* _EXERCISE OBJECTIVE_:
Output only the lines below that start at the line containing "Target: orange beak" and end at the line containing "Target: bird's head", with both ends kept.

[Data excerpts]
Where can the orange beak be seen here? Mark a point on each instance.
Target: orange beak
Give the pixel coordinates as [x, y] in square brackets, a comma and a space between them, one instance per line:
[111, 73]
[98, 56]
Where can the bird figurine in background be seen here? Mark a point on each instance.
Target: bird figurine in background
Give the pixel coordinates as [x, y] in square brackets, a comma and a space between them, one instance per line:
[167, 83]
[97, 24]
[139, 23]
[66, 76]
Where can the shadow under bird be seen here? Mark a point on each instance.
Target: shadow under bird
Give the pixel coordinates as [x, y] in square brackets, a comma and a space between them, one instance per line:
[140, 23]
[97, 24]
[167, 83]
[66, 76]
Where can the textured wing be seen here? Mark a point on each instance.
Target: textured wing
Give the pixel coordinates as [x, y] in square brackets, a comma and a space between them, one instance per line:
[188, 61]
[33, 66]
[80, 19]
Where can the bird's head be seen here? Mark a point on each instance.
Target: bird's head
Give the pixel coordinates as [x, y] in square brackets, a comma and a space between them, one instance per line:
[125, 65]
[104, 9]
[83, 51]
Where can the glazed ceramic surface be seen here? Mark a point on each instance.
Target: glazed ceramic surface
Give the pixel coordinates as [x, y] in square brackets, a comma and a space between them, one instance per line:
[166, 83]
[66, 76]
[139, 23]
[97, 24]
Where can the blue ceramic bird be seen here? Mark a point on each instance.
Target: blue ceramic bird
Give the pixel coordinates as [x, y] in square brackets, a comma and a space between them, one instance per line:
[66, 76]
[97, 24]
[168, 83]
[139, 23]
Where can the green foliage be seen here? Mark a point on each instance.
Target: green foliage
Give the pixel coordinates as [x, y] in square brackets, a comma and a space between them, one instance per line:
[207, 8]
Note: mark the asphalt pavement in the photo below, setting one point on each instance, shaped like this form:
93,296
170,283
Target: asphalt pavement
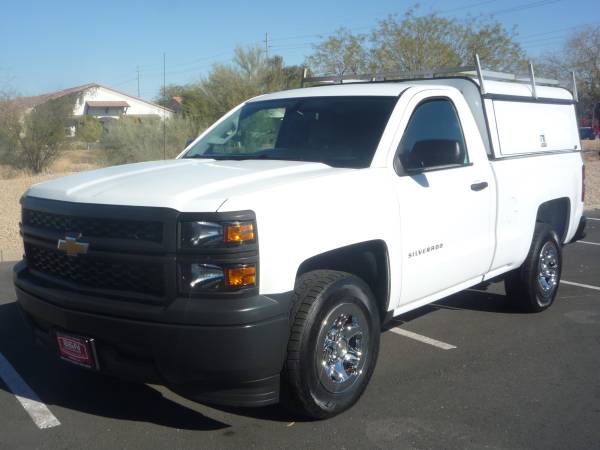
503,380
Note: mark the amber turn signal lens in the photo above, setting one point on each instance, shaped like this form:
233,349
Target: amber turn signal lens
237,277
239,232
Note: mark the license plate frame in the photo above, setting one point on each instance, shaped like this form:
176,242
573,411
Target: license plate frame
78,350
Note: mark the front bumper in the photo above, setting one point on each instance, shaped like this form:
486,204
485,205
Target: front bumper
224,360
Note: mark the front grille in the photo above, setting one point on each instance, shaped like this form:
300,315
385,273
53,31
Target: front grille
95,227
97,273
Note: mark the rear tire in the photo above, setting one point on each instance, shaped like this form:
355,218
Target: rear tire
333,344
534,285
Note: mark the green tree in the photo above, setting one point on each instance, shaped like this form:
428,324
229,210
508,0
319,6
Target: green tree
413,43
38,134
343,53
131,139
581,54
228,85
9,127
89,130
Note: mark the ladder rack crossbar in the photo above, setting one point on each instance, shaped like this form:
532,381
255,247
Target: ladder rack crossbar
474,71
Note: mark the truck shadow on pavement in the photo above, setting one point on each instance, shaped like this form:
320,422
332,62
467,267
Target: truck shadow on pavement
76,389
475,299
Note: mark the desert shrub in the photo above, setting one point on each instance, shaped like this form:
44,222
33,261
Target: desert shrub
130,139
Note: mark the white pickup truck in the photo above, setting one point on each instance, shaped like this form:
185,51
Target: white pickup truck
261,264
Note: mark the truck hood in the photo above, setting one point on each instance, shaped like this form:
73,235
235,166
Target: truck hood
183,184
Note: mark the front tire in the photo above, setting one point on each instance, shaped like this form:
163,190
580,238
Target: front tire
333,344
534,285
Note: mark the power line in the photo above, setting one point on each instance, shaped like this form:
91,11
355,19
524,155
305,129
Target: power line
460,8
526,6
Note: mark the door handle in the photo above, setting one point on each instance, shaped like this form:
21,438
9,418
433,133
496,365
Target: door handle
479,186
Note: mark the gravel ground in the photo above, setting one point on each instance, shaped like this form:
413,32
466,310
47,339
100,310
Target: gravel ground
12,188
11,248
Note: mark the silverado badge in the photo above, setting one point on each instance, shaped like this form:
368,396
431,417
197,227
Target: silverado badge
72,247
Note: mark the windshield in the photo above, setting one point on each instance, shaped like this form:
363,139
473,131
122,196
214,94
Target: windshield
338,131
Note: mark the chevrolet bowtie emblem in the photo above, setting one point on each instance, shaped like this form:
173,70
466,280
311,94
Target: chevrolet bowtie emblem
72,247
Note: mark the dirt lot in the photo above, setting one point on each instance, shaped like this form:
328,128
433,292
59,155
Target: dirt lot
13,184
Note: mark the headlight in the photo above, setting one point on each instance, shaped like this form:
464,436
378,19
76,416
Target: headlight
198,234
199,277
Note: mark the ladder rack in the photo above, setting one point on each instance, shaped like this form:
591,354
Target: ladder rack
472,71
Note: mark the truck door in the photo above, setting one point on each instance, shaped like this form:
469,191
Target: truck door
446,197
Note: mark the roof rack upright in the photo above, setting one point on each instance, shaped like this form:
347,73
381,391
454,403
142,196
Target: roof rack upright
475,71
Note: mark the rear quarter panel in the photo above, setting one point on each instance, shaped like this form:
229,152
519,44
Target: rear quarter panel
523,184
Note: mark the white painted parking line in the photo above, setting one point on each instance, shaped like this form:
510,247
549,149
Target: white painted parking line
587,286
39,412
588,242
421,338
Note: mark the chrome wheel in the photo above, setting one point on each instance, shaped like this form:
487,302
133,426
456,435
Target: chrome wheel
342,347
548,270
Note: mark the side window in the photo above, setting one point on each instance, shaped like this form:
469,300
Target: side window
433,138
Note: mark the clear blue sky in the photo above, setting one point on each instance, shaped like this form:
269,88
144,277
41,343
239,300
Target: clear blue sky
50,45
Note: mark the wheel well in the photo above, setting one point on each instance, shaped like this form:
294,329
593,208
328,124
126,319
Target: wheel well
556,214
367,260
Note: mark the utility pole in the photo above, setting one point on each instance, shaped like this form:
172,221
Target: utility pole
164,110
267,45
138,70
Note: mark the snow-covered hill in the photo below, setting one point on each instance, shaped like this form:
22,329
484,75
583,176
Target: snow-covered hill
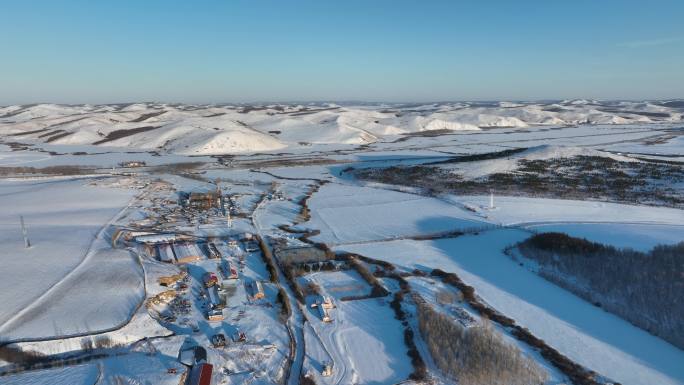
225,129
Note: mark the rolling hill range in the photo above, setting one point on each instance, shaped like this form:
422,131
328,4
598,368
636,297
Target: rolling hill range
235,129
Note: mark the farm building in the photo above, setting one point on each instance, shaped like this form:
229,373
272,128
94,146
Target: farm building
300,254
153,239
200,374
251,246
165,252
325,314
213,250
171,279
325,302
257,290
187,252
163,297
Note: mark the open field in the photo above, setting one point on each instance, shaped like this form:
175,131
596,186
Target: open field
263,210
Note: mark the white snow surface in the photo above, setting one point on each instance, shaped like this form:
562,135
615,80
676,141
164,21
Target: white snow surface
67,282
357,214
587,334
213,129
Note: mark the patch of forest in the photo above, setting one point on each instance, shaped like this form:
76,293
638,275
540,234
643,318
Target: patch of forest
643,288
580,177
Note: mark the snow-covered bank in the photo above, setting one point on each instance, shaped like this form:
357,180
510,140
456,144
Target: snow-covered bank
583,332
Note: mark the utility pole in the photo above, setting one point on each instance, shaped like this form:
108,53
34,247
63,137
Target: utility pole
27,243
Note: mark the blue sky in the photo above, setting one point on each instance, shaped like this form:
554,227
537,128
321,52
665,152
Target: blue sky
375,50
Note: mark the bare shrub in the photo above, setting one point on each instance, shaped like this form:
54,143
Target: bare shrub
475,355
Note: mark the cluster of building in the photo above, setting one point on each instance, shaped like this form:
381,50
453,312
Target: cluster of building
324,305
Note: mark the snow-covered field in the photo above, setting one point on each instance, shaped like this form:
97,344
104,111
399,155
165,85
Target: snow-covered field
642,237
71,282
583,332
216,129
347,214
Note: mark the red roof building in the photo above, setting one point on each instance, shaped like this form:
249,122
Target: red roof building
201,374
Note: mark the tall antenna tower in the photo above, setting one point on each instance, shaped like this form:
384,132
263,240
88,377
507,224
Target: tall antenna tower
27,243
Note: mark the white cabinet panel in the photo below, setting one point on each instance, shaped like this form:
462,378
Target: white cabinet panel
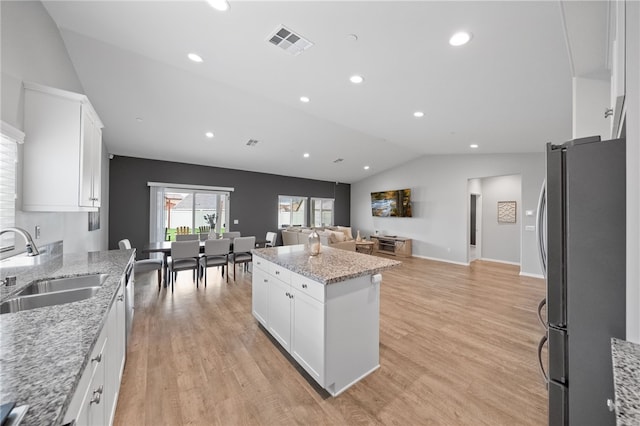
280,312
260,299
308,334
62,151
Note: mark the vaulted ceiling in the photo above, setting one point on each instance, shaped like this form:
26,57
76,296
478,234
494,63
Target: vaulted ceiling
508,90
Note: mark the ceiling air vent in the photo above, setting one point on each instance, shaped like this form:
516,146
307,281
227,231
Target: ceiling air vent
289,41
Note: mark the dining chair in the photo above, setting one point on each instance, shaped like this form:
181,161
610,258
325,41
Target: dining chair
144,265
187,237
216,253
271,239
242,247
185,255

* _TASK SOLUTION_:
Target: orange beak
Give the pixel coordinates as [x, y] in square brackets, a comma and a space between them, one instance per line:
[111, 73]
[98, 56]
Where can the bird figurine in background be seen here? Mark a point on each instance.
Target: bird figurine in background
Give the pixel coordinates as [x, y] in square brackets, a comma and a space between them, one instance per line:
[167, 83]
[97, 24]
[139, 23]
[66, 76]
Where can the shadow under bird be seen here? Mark a point on each instance.
Target: shadow under bird
Give the pixel coordinates as [x, y] in square brackets, a comma and a space between them, one instance per line:
[140, 23]
[97, 24]
[167, 83]
[66, 76]
Where can the textured wing be seen here? Mark a point on each instance.
Target: textured wing
Give the pixel coordinates as [x, y] in square brackets, a comma and a space between them, one instance per line:
[188, 61]
[33, 66]
[80, 19]
Where can the bird's head be seen here? Mark a point on each instance.
Target: bird's head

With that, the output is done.